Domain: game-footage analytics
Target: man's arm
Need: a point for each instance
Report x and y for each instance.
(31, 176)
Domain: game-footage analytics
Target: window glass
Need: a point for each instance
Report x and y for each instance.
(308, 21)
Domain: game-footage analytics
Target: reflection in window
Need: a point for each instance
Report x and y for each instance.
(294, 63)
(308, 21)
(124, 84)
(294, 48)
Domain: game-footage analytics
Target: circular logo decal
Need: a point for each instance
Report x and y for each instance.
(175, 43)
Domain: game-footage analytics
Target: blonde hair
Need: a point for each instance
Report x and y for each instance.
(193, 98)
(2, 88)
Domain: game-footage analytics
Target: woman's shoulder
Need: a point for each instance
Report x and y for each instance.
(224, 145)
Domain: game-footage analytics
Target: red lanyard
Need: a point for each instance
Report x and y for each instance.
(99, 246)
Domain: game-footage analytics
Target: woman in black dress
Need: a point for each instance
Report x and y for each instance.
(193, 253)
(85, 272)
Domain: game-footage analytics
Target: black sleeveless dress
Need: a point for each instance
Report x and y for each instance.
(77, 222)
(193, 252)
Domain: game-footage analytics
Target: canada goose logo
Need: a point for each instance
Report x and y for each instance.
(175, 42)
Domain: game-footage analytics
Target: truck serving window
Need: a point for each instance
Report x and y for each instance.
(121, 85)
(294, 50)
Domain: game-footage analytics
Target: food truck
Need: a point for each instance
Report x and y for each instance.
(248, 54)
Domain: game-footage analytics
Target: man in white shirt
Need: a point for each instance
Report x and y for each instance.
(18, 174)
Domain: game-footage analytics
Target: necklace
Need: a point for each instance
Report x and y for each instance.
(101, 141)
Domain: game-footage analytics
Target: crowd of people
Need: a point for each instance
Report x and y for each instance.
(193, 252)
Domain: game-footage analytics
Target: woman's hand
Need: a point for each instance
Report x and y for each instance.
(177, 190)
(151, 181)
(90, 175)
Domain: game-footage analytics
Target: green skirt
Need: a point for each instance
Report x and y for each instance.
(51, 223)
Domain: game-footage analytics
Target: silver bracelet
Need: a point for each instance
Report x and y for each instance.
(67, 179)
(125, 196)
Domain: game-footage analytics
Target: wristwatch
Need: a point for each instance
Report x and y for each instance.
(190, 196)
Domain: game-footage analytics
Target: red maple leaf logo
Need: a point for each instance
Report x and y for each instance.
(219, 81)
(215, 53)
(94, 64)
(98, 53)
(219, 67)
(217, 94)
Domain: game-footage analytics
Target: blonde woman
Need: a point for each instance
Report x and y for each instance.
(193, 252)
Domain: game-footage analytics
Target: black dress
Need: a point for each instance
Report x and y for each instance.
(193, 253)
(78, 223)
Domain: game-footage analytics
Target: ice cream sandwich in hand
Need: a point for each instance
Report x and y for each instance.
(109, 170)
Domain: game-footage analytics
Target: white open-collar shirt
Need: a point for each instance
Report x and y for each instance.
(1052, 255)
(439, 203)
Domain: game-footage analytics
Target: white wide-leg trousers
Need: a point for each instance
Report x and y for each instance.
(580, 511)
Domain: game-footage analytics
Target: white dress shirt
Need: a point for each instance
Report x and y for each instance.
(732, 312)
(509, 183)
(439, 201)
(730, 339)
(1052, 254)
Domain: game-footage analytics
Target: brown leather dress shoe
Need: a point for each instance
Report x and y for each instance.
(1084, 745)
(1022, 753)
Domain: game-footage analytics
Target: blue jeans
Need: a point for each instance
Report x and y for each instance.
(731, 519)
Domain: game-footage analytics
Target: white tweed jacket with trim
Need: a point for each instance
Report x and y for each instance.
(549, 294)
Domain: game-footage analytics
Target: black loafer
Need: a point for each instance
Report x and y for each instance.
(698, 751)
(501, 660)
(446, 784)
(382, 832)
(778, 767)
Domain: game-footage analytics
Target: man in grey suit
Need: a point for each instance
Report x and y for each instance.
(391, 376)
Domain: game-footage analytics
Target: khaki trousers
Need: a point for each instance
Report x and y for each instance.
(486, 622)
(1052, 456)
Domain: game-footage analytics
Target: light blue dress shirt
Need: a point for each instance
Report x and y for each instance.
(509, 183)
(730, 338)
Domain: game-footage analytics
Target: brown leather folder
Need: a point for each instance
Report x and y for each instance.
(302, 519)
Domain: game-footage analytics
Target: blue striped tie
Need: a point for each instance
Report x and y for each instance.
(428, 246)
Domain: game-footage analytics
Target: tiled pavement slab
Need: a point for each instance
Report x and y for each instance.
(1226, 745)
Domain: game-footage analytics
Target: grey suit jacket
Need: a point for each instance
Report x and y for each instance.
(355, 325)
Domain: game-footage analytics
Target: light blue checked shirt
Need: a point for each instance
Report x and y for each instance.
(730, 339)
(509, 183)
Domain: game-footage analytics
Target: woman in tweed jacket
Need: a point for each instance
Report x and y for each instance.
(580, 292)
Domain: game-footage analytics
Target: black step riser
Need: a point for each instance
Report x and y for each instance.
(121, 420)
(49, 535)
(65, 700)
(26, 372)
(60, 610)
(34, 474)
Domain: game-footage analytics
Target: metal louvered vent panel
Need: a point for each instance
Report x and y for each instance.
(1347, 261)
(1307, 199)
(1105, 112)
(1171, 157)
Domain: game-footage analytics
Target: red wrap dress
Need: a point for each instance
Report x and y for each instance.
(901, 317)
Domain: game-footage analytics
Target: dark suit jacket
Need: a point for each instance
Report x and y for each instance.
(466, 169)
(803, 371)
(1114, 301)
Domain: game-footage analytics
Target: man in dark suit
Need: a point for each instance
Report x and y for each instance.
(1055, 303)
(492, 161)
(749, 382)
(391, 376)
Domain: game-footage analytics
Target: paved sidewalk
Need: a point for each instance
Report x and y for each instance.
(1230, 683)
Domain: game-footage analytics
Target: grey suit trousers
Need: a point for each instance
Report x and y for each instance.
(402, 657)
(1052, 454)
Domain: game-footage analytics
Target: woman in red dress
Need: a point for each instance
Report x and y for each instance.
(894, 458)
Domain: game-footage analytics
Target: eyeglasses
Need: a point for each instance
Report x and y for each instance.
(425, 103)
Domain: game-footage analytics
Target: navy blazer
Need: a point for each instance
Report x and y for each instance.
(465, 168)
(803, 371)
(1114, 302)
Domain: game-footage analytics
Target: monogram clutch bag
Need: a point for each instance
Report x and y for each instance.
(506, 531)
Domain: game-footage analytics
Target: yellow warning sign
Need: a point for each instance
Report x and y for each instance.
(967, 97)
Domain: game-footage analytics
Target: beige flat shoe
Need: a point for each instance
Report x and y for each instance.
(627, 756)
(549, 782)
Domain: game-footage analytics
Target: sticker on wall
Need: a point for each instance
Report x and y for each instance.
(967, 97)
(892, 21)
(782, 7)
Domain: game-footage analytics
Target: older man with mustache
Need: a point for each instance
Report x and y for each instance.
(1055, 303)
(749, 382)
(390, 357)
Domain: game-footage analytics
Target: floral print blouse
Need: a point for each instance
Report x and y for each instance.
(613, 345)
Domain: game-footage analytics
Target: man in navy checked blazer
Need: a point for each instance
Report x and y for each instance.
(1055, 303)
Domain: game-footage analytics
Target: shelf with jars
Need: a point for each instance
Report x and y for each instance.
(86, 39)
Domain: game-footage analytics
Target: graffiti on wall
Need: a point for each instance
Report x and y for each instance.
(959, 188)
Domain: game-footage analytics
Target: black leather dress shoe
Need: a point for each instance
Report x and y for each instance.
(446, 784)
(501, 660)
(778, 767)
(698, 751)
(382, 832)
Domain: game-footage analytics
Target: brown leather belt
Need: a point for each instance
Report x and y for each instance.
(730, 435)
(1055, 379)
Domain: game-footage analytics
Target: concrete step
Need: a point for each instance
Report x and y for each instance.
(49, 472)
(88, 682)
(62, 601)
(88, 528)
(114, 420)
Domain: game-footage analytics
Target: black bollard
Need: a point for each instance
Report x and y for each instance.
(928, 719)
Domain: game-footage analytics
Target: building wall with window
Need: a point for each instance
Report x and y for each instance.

**Exercise aim**:
Apply a filter for "blazer" to the data above, then copy each line that matches.

**Result of this task**:
Target: navy blazer
Target: man in navy checked blazer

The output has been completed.